**WHAT TO PRODUCE**:
Transcribe word for word the lines below from the line with "<point>396,319</point>" through the line with "<point>257,11</point>", ends included.

[Stored data entries]
------------------------

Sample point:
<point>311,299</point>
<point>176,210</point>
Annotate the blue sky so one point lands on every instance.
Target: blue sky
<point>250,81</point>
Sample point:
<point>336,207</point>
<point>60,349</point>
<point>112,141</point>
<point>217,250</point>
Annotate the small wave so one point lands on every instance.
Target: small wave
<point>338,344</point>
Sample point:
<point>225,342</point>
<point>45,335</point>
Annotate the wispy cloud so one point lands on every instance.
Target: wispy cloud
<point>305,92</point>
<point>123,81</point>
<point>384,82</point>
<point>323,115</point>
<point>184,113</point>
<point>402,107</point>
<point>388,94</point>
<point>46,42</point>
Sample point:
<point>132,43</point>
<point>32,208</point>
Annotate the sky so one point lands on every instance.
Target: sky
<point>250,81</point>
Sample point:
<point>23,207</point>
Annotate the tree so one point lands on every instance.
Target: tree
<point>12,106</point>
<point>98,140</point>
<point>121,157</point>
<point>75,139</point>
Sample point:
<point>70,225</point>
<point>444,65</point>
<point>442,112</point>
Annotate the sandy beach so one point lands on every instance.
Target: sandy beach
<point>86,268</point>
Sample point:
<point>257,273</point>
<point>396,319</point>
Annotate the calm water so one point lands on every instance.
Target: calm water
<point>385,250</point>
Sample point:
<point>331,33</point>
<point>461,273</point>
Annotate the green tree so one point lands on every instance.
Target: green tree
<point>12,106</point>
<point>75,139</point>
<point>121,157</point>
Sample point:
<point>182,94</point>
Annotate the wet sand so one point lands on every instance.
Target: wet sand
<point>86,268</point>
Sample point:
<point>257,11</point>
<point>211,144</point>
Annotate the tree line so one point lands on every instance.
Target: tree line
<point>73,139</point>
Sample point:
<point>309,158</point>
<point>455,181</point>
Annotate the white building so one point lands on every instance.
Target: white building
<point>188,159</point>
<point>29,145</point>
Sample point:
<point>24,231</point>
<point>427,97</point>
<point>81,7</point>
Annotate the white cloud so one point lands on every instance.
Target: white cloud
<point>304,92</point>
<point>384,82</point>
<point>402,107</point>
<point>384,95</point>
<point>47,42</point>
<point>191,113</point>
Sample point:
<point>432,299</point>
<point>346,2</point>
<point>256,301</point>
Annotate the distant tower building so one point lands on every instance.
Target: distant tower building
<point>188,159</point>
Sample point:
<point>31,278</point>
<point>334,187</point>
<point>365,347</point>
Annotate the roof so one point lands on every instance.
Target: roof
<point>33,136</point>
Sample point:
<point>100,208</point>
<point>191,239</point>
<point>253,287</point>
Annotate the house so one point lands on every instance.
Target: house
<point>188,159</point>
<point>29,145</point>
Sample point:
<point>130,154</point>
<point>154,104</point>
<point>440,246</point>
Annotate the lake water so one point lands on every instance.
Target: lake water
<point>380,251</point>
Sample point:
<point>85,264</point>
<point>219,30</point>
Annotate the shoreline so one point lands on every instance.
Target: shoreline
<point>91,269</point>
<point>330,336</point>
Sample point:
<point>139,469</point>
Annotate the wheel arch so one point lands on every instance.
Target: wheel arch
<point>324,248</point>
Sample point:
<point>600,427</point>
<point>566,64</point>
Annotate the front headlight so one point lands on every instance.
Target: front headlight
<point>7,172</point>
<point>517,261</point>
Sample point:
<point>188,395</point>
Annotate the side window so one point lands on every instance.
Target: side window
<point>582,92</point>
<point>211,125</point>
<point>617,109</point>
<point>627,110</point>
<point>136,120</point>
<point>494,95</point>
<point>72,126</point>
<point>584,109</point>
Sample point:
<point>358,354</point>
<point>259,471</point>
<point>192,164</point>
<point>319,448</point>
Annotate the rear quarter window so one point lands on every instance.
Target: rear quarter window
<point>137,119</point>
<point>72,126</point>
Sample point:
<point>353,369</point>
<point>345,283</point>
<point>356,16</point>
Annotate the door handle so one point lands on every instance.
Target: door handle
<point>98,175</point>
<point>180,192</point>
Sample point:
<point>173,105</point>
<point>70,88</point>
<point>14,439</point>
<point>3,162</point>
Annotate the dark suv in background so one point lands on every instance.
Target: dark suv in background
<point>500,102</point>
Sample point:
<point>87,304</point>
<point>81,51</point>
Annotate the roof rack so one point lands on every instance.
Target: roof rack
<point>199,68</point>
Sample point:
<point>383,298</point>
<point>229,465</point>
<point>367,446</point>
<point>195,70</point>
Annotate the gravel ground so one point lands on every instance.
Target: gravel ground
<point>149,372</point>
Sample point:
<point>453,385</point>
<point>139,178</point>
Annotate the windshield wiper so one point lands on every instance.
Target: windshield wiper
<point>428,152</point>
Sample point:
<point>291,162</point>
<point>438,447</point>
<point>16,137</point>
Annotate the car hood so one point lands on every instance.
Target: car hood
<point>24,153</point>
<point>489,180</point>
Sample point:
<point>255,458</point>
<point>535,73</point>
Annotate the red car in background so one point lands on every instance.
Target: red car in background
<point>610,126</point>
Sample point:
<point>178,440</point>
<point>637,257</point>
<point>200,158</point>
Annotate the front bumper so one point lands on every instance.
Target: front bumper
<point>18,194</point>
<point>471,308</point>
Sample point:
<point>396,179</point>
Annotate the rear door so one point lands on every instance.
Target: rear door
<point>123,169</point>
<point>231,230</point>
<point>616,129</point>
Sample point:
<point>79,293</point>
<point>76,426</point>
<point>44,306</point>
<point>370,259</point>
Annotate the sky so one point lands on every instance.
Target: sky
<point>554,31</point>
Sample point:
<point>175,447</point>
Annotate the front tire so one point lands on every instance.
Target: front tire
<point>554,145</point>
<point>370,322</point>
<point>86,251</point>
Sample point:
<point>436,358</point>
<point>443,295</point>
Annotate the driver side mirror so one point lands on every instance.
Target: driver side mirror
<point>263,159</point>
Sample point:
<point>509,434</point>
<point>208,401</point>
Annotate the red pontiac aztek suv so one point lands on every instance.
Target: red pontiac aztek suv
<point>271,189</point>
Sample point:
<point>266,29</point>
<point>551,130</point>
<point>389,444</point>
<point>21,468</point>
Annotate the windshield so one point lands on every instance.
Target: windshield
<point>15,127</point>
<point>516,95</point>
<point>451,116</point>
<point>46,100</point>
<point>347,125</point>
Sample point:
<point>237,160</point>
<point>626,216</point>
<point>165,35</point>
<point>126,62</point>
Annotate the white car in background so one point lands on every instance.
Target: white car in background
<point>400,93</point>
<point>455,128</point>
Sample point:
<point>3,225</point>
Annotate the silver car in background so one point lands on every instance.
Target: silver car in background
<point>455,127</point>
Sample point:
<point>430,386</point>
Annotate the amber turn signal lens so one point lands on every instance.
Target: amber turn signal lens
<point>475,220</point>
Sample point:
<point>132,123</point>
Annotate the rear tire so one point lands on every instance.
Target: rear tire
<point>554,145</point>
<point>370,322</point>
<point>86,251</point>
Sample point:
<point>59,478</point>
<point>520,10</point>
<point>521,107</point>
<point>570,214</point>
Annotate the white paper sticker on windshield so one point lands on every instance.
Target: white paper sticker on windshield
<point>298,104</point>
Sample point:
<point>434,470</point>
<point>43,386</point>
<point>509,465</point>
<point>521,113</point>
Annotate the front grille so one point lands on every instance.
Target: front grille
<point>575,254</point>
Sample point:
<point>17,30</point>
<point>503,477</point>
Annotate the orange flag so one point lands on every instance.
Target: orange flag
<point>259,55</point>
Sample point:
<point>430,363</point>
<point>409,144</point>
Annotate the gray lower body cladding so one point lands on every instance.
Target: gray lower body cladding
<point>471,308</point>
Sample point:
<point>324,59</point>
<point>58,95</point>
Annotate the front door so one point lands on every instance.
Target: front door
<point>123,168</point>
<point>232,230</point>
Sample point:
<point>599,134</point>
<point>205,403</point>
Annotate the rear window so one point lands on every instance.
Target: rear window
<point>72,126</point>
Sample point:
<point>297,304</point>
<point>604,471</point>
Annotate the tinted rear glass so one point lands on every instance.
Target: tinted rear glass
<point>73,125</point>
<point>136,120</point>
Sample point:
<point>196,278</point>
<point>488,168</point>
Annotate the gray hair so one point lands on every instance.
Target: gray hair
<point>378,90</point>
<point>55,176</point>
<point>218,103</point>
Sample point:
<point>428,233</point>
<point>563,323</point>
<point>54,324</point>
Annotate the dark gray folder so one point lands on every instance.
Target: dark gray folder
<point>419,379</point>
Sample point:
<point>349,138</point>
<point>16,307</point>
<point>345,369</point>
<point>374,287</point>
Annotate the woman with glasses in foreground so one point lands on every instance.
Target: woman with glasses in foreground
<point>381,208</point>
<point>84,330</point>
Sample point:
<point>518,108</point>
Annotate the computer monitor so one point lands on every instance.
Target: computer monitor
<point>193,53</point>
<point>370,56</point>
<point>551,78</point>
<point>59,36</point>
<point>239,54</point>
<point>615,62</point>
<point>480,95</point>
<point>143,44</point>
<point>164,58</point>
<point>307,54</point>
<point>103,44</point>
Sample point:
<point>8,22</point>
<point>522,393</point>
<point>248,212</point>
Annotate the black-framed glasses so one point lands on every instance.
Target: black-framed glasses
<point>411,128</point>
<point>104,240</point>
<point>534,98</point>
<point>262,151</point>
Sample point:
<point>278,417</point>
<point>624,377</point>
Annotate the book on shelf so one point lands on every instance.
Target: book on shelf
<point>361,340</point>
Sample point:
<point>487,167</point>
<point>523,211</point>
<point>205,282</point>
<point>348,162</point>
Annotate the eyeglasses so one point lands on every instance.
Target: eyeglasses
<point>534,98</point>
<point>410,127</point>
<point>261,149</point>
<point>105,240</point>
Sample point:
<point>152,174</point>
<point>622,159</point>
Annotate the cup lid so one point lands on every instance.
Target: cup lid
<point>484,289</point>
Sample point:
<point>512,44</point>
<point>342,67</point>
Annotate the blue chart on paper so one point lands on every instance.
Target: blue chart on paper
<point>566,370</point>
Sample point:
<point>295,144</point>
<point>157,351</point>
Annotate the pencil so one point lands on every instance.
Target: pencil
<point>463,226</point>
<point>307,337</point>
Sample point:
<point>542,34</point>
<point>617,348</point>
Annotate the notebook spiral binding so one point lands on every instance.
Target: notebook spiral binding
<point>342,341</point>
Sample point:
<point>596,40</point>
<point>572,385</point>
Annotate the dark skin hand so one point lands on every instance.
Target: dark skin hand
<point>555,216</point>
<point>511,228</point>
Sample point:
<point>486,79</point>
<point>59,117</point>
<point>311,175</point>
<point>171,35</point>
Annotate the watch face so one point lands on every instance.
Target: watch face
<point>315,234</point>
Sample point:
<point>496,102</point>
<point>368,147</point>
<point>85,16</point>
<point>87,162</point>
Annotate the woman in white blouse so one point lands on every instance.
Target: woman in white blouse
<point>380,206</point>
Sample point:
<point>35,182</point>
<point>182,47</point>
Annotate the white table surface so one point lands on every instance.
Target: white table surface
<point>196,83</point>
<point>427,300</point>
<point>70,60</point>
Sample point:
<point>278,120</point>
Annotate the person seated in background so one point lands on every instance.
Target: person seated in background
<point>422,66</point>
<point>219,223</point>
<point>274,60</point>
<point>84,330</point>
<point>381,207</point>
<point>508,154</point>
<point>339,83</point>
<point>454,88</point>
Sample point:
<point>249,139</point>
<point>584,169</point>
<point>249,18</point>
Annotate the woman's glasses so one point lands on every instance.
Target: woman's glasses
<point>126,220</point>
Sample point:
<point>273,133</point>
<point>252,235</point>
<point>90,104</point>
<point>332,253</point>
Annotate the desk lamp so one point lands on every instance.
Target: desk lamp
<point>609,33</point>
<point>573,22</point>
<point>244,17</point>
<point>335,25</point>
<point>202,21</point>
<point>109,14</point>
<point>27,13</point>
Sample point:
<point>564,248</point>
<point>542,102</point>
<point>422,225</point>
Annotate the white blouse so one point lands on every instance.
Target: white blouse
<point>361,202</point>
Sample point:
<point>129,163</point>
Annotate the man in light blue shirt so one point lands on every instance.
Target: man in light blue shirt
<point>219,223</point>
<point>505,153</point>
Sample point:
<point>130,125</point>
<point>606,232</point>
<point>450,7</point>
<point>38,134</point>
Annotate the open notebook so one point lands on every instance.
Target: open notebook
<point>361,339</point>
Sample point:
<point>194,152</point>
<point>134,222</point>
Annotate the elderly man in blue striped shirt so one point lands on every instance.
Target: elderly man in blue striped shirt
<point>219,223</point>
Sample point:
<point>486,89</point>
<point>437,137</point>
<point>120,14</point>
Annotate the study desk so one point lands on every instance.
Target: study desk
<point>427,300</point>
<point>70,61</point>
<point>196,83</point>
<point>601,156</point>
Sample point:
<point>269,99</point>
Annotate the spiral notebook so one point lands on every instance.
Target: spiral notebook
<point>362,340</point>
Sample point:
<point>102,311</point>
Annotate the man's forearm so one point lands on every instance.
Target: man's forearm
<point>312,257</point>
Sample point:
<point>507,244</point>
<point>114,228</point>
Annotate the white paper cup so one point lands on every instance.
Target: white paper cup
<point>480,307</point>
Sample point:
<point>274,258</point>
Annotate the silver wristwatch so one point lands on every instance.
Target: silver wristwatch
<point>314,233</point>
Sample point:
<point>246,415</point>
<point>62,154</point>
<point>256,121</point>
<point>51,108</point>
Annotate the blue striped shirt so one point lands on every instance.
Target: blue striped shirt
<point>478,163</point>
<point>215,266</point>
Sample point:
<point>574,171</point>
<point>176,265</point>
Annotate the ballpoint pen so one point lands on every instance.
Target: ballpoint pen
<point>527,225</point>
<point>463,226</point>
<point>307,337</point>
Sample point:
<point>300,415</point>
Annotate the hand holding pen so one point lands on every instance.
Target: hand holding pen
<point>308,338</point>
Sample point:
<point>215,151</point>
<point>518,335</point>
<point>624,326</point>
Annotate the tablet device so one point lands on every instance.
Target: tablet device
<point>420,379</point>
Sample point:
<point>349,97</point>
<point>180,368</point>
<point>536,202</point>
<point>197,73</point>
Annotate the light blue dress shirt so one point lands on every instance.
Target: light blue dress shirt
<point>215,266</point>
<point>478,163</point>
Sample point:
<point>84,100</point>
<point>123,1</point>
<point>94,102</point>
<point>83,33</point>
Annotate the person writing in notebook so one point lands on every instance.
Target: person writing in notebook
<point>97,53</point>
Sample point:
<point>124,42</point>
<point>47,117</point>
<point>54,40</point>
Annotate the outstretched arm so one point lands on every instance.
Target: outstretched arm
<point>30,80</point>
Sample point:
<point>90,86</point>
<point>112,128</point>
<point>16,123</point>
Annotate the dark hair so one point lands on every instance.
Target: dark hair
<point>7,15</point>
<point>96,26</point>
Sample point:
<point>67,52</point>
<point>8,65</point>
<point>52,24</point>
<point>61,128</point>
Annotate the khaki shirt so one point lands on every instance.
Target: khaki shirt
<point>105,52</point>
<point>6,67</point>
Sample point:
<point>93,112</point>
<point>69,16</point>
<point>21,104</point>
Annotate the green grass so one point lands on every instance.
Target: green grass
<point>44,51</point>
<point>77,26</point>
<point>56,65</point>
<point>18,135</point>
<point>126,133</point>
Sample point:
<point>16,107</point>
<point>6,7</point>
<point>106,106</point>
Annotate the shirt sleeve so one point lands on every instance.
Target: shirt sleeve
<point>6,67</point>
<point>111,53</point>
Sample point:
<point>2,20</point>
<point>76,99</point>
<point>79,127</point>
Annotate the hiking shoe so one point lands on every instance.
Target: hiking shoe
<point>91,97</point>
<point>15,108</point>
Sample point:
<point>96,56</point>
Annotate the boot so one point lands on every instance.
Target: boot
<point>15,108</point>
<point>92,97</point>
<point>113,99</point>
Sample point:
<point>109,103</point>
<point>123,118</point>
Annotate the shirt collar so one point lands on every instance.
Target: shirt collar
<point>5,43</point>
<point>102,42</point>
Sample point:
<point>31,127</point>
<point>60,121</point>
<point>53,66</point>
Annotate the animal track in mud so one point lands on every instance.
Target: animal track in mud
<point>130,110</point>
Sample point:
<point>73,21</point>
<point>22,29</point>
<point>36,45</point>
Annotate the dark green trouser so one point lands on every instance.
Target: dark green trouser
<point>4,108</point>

------------------------

**PROBLEM SOLUTION**:
<point>396,319</point>
Annotate the calm water so one point lands on every instance.
Target: calm water
<point>385,250</point>
Sample point:
<point>331,33</point>
<point>461,273</point>
Annotate the green tree so one point lands on every instance.
Target: green tree
<point>12,106</point>
<point>75,139</point>
<point>121,157</point>
Sample point:
<point>182,94</point>
Annotate the wet sand so one point lands on every instance.
Target: wet sand
<point>86,268</point>
Sample point:
<point>257,11</point>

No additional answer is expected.